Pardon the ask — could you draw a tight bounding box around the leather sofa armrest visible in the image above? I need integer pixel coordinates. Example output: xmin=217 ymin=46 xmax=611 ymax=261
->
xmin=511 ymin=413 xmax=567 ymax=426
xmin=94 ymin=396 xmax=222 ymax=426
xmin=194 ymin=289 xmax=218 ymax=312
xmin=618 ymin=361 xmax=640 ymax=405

= = = = =

» Task brief: Give every line of the records above as a JSON list of strings, one string per line and with blank lines left out.

» Exercise response:
[
  "Pardon the ask — could you draw a tight bounding box around the leather sofa armrest visible in the image above? I need integer pixel coordinates. Example output: xmin=217 ymin=46 xmax=611 ymax=261",
  "->",
  "xmin=511 ymin=413 xmax=567 ymax=426",
  "xmin=94 ymin=396 xmax=222 ymax=426",
  "xmin=194 ymin=289 xmax=218 ymax=312",
  "xmin=618 ymin=361 xmax=640 ymax=405"
]